Testo di lettura
::::::::

Abram C. Van Engen, City on a Hill. A History of American Exceptionalism, Yale University Press, New Haven and London, 2020, 380 pp. Una recensione più sintetica di questo libro sarà pubblicata nel fascicolo 3-2021 della Rivista di storia politica.
Quando Ronald Reagan, nel suo farewell address del gennaio 1989, parla dell’America come di “a shining city”, “a city upon a hill” che illumina e attrae tutti coloro che nel mondo amano la libertà, ripete un mito delle origini della nazione che era diventato piuttosto popolare. Correttamente Reagan ricorda che la frase-chiave, “la città sulla collina”, viene da John Winthrop, ma poi sbaglia tutto: definisce Winthrop uno dei primi “Pilgrims” che approdarono nella Nuova Inghilterra all’inizio del Seicento, dice che gli servì “to describe the America he imagined”, pensa che le sue parole abbiano ispirato tutti gli americani da sempre, con una speciale risonanza. Non è vero niente – ma sul serio vogliamo metterci a fare le pulci alla retorica presidenziale? Sul serio vogliamo prenderci la briga di dimostrare che i secolari miti delle origini sono delle fantasie e non sono neanche tanto secolari, spesso sono nati l’altro ieri, con l’opportuna torsione di qualche reale evento storico?
Naturalmente vale la pena di farlo, questo lavoro critico per ristabilire i fatti per quello che sono, e per capire l’uso delle loro distorsioni, se serve per produrre delle affascinanti storie culturali. E’ quello che fa Abram Van Engen, un giovane studioso della Washington University a St. Louis. Non è il primo a cimentarsi nell’impresa, ma gli riesce bene, in un bel tour de force intellettuale. E la verità ristabilita è questa.
La frase di Winthrop, ripresa dal sermone evangelico della montagna, è nel suo sermone A Model of Christian Charity, che avrebbe composto nel 1630 sulla nave che lo porta a insediarsi nella baia del Massachusetts. Ma, tanto per cominciare, Winthrop non è uno dei Padri Pellegrini, cioè di coloro che vennero a morire di fame a Plymouth Rock nel 1620, bensì uno dei Puritani che arrivarono con più agio e per fare i loro affari dieci anni dopo. La differenza è importante, non è pedanteria storica, anche perché è volutamente ignorata da chi fonde e confonde le due vicende per costruire la leggenda della Nuova Inghilterra puritana come culla della nuova America. E per cancellare il primato dell’altra e precedente culla meridionale, Jamestown in Virginia, nata nel 1607, così cancellando anche la schiavitù che arrivò laggiù con i primi servi-schiavi africani nel 1619.

::::::::

Compito 1
Secondo la recensione, in quale anno e in quale luogo Winthrop avrebbe composto il sermone A Model of Christian Charity?
Compito 2
Riporti dalla recensione tutto il testo che va da "Naturalmente vale la" fino a "ristabilita è questa.".
Le voci riportate di seguito costituiscono materiale a sé, distinto dalla recensione.

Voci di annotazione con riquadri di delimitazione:
::::::::

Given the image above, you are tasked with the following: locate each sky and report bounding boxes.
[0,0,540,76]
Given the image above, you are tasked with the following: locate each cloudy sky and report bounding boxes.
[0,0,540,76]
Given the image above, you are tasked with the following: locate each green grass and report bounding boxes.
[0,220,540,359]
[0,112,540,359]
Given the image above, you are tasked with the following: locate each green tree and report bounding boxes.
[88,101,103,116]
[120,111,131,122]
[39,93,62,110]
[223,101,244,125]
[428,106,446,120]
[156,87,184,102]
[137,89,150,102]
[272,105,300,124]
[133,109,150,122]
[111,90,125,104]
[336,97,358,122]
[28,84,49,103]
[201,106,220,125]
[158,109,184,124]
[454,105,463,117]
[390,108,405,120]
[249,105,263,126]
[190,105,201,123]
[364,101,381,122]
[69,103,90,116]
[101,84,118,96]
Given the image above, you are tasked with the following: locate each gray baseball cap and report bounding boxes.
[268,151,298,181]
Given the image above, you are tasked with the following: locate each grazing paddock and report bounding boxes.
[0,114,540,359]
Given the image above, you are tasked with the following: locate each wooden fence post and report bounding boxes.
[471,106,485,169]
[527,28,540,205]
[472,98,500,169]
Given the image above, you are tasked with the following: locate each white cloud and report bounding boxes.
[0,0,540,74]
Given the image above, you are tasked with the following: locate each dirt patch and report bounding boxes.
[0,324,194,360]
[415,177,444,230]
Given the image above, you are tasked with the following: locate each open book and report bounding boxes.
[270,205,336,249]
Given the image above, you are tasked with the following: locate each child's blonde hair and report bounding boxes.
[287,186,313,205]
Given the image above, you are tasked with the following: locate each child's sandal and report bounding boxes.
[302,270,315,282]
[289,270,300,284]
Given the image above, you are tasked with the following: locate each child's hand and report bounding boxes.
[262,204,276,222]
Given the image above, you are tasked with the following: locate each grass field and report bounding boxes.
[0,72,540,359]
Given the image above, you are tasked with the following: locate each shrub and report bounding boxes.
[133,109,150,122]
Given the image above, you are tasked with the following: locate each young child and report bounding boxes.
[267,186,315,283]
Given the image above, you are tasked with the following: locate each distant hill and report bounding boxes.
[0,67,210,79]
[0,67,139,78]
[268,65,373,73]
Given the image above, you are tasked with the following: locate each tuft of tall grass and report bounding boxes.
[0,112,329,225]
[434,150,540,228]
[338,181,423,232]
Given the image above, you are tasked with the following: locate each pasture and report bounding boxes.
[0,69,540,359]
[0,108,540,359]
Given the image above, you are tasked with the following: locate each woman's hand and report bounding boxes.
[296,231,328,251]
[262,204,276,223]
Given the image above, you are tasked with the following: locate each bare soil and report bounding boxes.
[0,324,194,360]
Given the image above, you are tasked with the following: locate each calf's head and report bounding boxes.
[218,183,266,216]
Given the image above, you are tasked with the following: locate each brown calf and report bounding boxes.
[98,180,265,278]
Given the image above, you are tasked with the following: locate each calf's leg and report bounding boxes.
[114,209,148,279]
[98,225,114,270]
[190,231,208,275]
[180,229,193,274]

::::::::

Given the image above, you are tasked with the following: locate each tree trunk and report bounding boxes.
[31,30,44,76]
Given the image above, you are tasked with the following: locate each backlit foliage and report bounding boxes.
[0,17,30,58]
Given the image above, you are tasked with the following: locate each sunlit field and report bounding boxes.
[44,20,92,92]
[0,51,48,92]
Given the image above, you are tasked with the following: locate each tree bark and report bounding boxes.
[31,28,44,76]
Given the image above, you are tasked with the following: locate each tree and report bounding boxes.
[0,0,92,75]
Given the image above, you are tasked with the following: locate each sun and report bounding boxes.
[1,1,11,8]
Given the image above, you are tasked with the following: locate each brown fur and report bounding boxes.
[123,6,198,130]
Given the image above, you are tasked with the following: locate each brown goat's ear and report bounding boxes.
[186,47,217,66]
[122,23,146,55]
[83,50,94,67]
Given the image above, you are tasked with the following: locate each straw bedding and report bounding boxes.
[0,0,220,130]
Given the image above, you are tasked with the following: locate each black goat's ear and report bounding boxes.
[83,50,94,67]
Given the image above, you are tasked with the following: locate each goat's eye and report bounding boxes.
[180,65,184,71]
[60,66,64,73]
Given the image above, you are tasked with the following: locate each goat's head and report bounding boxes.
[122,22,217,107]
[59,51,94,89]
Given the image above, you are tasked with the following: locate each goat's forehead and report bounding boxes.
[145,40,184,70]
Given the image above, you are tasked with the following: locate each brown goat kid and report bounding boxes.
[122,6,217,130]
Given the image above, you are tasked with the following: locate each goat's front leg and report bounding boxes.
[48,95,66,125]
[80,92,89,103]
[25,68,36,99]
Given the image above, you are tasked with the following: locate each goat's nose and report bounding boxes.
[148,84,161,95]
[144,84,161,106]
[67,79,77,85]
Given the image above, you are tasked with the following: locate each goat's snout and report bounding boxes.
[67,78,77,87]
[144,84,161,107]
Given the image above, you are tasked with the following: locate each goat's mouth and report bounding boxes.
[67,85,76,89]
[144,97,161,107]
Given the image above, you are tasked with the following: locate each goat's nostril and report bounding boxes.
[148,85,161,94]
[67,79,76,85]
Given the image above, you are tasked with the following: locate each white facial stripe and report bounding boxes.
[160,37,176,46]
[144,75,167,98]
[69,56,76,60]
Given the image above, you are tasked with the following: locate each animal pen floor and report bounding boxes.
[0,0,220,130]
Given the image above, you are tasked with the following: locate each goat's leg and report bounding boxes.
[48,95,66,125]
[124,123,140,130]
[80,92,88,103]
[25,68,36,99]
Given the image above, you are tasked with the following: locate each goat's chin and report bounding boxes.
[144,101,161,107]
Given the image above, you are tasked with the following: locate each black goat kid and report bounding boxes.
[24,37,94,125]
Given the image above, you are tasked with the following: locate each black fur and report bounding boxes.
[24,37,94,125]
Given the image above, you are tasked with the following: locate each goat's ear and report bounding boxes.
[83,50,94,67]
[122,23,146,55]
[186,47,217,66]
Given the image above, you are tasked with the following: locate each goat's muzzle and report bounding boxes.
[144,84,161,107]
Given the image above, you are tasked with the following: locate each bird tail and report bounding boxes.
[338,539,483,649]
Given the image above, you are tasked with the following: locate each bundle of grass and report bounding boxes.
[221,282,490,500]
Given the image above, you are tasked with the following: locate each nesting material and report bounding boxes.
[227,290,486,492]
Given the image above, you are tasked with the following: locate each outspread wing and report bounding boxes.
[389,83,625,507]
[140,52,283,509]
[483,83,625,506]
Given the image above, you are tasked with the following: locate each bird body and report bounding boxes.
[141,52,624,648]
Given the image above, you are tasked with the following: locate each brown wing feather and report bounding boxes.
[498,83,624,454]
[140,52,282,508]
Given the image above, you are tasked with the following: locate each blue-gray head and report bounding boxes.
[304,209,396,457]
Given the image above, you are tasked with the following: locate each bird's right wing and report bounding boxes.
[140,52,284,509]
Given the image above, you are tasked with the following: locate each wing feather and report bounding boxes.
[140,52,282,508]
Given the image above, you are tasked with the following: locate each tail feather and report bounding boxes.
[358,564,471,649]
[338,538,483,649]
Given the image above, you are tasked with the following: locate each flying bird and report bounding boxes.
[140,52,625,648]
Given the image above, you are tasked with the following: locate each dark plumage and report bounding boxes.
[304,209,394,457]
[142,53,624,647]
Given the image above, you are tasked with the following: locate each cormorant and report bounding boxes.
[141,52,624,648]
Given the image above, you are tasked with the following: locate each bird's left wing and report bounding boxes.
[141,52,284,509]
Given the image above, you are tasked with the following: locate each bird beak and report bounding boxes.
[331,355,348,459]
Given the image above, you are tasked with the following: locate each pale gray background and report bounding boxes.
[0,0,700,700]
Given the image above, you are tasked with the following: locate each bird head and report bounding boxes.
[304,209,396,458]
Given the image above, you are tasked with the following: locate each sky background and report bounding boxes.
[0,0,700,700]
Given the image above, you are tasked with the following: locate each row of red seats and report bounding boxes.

::::::::

Risultato dell'esercizio 1
Nel 1630, sulla nave che lo portava a insediarsi nella baia del Massachusetts.

Risultato dell'esercizio 2
Naturalmente vale la pena di farlo, questo lavoro critico per ristabilire i fatti per quello che sono, e per capire l’uso delle loro distorsioni, se serve per produrre delle affascinanti storie culturali. E’ quello che fa Abram Van Engen, un giovane studioso della Washington University a St. Louis. Non è il primo a cimentarsi nell’impresa, ma gli riesce bene, in un bel tour de force intellettuale. E la verità ristabilita è questa.